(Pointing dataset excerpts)
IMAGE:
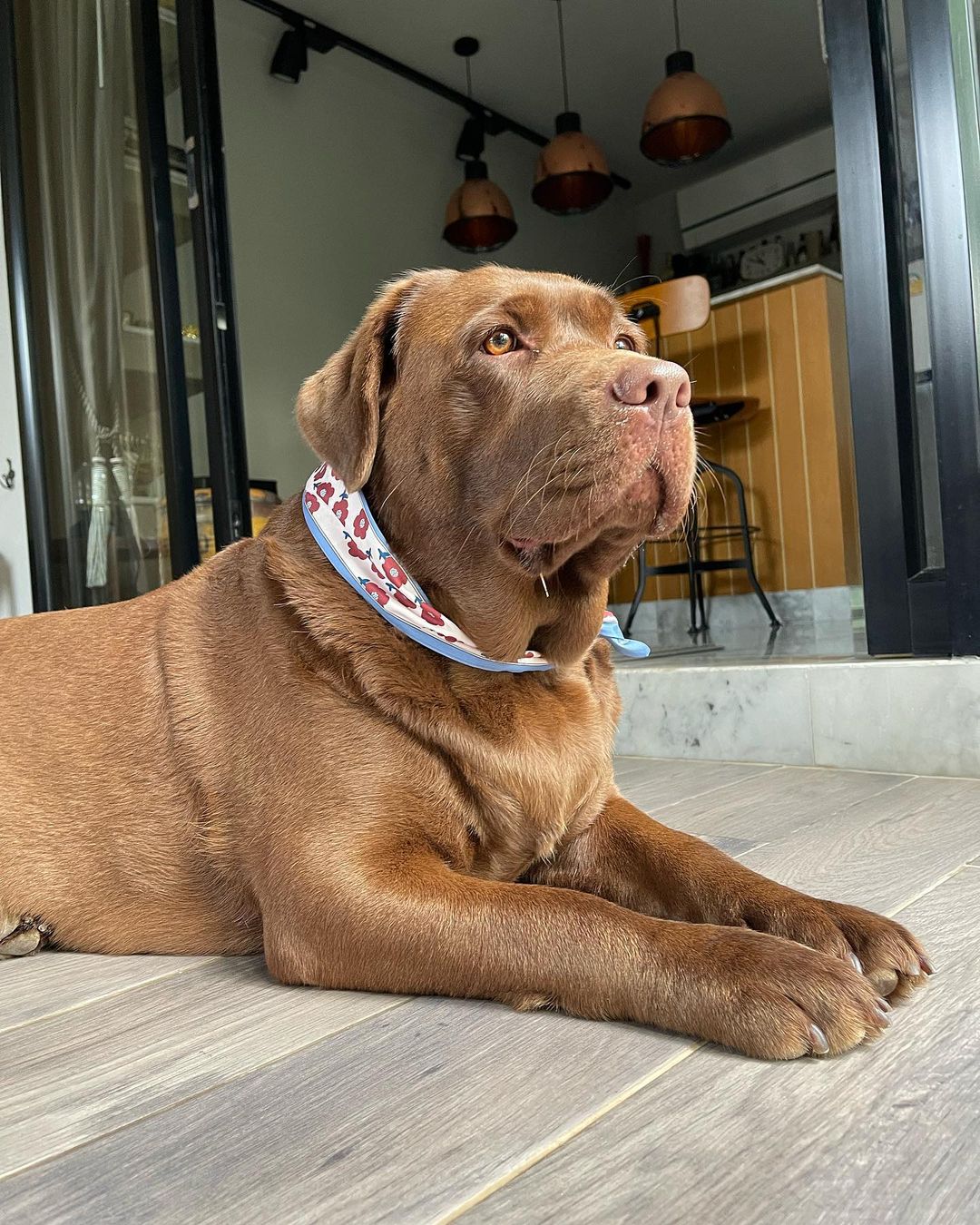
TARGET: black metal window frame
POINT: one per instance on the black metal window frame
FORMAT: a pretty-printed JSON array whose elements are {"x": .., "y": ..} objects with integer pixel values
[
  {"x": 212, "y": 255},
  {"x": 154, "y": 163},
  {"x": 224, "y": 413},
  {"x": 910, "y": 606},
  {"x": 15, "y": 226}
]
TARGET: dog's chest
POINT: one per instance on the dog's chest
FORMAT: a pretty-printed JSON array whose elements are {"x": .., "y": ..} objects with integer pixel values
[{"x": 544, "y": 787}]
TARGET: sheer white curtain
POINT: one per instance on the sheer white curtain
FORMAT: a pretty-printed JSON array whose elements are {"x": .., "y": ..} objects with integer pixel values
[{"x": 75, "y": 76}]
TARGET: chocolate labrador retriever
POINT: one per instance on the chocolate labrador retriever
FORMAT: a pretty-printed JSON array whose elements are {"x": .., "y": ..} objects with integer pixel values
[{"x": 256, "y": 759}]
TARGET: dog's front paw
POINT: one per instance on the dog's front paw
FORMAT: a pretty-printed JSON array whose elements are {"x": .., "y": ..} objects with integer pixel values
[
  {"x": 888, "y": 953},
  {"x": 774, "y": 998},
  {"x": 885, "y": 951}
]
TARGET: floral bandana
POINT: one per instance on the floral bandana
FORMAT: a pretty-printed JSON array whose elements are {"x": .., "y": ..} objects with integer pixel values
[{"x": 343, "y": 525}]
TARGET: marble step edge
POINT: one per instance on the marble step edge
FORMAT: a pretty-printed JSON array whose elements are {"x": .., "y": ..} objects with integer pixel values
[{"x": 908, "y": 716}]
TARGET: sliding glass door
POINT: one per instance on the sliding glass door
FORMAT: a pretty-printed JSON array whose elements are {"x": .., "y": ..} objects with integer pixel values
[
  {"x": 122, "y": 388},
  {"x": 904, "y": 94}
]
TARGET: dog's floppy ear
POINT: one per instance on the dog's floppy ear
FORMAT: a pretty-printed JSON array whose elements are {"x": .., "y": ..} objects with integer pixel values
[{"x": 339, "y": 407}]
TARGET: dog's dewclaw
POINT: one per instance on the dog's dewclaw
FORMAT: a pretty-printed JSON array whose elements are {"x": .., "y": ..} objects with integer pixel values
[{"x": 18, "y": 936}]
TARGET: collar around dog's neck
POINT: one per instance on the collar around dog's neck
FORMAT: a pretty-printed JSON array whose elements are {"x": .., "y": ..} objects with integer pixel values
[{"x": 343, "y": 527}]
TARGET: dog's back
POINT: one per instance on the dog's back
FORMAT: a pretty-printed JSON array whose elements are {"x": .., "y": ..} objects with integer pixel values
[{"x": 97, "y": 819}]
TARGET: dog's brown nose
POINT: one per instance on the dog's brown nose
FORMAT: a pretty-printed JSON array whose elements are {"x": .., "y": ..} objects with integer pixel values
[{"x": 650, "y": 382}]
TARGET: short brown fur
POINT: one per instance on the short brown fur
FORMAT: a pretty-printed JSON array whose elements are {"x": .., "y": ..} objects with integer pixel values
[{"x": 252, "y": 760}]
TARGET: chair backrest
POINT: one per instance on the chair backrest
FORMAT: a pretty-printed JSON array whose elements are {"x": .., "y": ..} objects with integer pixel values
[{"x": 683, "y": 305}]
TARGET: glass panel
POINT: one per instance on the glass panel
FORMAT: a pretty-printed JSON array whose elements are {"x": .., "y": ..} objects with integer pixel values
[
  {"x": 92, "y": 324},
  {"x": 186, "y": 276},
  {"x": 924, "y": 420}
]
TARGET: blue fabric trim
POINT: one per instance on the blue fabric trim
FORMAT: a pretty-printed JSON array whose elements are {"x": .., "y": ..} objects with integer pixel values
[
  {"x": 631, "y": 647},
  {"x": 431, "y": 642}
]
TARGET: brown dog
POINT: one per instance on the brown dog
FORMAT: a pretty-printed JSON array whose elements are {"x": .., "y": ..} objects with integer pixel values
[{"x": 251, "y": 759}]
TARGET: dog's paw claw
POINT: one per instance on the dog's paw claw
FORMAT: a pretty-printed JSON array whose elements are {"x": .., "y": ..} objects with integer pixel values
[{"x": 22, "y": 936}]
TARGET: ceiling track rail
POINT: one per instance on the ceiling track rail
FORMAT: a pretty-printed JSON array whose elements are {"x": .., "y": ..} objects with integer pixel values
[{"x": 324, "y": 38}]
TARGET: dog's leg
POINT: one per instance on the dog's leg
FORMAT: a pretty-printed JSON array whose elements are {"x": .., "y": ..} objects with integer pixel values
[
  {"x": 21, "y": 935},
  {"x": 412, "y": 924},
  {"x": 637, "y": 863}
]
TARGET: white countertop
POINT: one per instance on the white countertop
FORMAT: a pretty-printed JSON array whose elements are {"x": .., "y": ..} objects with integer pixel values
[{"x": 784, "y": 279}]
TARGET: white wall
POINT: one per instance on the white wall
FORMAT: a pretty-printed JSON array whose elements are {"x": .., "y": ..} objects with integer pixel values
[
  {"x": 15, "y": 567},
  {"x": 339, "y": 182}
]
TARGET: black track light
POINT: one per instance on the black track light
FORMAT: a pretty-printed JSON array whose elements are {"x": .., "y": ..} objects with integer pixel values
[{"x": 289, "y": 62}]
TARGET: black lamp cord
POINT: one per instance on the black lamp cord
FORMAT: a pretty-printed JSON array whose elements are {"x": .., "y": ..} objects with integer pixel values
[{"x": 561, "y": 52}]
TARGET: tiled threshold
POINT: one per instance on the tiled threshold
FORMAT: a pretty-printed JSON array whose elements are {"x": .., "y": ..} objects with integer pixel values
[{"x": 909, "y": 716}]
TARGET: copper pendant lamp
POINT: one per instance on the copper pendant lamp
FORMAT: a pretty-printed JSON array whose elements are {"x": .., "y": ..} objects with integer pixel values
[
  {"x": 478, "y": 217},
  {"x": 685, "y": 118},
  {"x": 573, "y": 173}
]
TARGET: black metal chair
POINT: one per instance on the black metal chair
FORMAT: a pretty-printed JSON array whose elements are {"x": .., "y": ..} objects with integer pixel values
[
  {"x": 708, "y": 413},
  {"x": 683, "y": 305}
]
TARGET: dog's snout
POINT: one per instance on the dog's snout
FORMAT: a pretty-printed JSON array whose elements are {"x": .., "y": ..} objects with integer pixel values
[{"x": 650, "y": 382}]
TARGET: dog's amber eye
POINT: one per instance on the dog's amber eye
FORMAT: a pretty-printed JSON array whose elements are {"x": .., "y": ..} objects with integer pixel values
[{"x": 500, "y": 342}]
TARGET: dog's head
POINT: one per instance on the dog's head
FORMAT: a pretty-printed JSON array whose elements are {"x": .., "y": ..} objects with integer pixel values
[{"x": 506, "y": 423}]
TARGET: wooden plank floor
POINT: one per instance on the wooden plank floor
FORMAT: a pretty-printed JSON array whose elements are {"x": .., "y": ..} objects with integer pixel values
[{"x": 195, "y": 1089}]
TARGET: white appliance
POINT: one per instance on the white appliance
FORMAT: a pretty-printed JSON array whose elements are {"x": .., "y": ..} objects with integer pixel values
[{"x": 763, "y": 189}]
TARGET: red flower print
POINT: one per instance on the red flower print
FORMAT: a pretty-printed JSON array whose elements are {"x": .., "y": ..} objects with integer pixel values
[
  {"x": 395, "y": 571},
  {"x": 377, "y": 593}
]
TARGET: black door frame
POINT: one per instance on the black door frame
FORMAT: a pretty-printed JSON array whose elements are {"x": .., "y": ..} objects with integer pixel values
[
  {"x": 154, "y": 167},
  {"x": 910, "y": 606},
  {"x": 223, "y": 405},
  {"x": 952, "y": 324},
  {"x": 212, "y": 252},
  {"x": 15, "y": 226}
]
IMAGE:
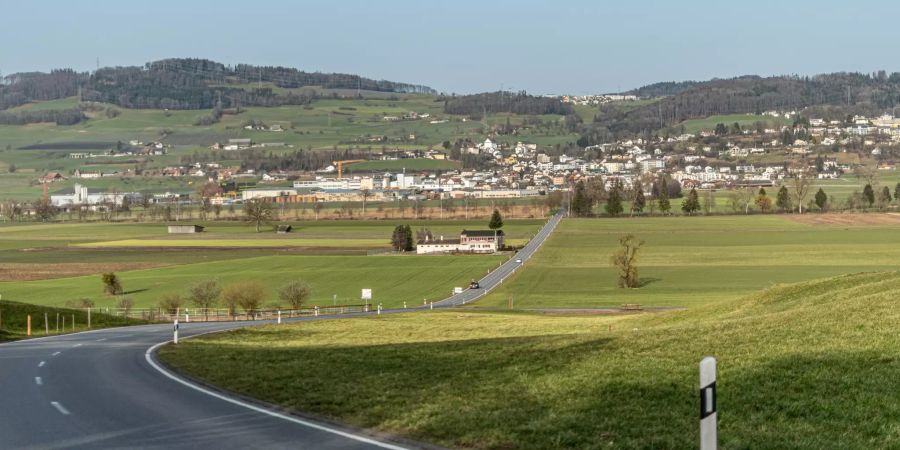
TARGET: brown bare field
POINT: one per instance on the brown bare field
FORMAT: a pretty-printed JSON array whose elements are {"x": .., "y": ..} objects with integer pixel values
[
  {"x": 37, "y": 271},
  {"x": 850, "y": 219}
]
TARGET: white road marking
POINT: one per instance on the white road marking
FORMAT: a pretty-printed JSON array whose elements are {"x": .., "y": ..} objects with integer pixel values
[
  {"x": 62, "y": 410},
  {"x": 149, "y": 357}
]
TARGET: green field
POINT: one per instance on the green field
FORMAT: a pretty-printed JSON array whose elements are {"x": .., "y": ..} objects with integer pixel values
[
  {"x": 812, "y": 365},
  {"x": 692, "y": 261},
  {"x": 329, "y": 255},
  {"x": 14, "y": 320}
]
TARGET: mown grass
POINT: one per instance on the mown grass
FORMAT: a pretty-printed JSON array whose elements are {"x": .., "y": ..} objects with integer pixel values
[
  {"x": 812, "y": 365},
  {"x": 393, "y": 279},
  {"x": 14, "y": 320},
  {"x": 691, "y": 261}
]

### PROBLEM STATEMENT
The lines to reproduce run from the line containing "TARGET: white road marking" to the end of the listing; write them out exactly and add nothing.

### RESPONSE TO THE TASK
TARGET: white road marking
POINT: one per instance on the white road marking
FORMAT: a pretty-printed JSON array whose elements are {"x": .., "y": ..} objects with integer pixel values
[
  {"x": 62, "y": 410},
  {"x": 149, "y": 357}
]
TARGET: green field
POINT: one per instance on the green field
FORMAT: a pretty-printed JSON array whose elements are {"x": .., "y": ..} objects with integer pixel values
[
  {"x": 812, "y": 365},
  {"x": 692, "y": 261},
  {"x": 329, "y": 255},
  {"x": 14, "y": 320}
]
TARGET: mown grass
POINT: one per instance on the mown grass
FORMAT: a pretty-printed JSON array whose elements are {"x": .., "y": ..} objects with integer pixel values
[
  {"x": 812, "y": 365},
  {"x": 393, "y": 279},
  {"x": 14, "y": 320},
  {"x": 691, "y": 261}
]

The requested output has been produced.